** BEGIN RECORDS SHOWN **
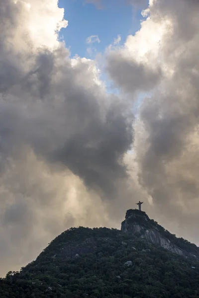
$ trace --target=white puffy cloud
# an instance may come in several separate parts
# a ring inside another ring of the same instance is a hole
[[[1,275],[72,225],[115,224],[110,202],[129,197],[133,115],[94,61],[69,58],[63,14],[56,0],[0,2]]]
[[[139,199],[199,242],[198,8],[150,0],[140,30],[107,51],[118,97],[58,41],[57,1],[0,2],[1,275],[72,225],[119,227]]]
[[[98,37],[98,35],[91,35],[91,36],[89,36],[87,37],[86,42],[88,44],[93,44],[95,42],[97,42],[100,43],[100,40]]]

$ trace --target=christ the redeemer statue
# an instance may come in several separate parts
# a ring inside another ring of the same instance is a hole
[[[138,205],[139,206],[139,210],[140,210],[141,211],[141,205],[142,205],[142,204],[143,204],[143,202],[140,202],[140,201],[139,201],[139,203],[136,203],[136,205]]]

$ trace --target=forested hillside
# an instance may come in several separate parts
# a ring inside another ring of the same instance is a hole
[[[0,280],[1,298],[199,298],[199,263],[115,229],[71,228]]]

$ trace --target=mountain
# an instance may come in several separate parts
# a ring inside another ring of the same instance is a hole
[[[35,261],[0,280],[0,297],[199,298],[199,249],[145,213],[128,210],[121,230],[63,232]]]

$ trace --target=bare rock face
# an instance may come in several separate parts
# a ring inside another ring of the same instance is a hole
[[[199,259],[199,248],[171,234],[147,214],[137,209],[127,210],[121,230],[132,234],[153,244],[185,257]]]

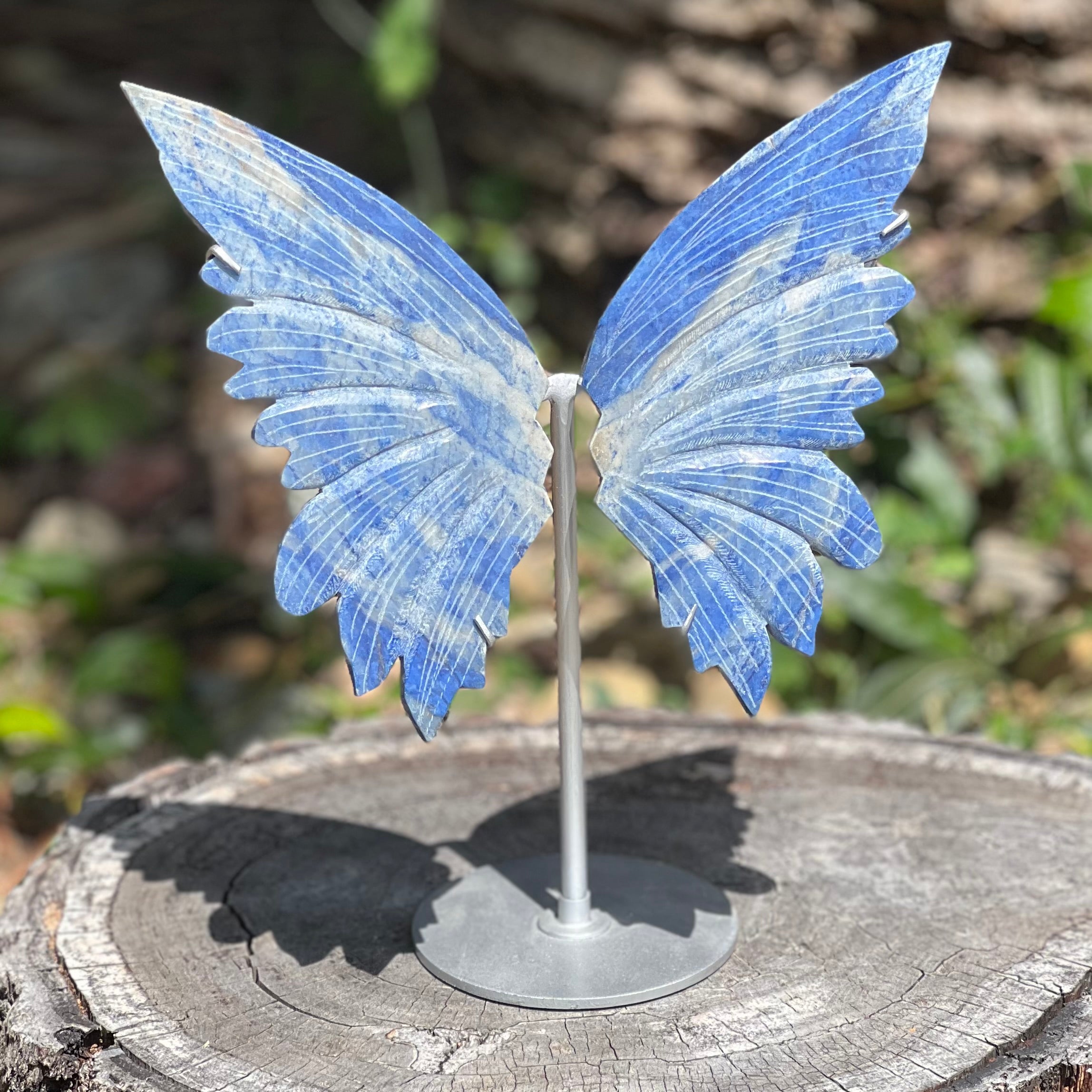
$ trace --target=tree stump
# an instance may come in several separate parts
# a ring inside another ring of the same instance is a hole
[[[1092,1088],[1092,762],[851,717],[586,737],[592,848],[729,893],[705,982],[559,1013],[434,978],[422,897],[556,848],[556,732],[356,725],[88,804],[0,921],[0,1087]]]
** END RECORDS SHOWN **
[STATED GOAL]:
Every line from the one containing "--target=bare rock face" through the end of the entries above, both included, should be extracted exactly, with pictures left out.

[ANSWER TO THIS EXERCISE]:
$ trace --target=bare rock face
# an instance may come in several separate parts
# a ring inside another ring of the same instance is a hole
[[[199,259],[199,248],[171,234],[147,214],[137,209],[127,210],[121,230],[132,234],[153,244],[185,257]]]

$ trace --target=tree stump
# an instance may come in several separate parts
# a ring inside another ring of the same instance is a hole
[[[1092,1088],[1092,762],[851,717],[586,737],[592,848],[729,893],[705,982],[559,1013],[434,978],[422,897],[556,848],[556,732],[356,725],[88,804],[0,921],[0,1087]]]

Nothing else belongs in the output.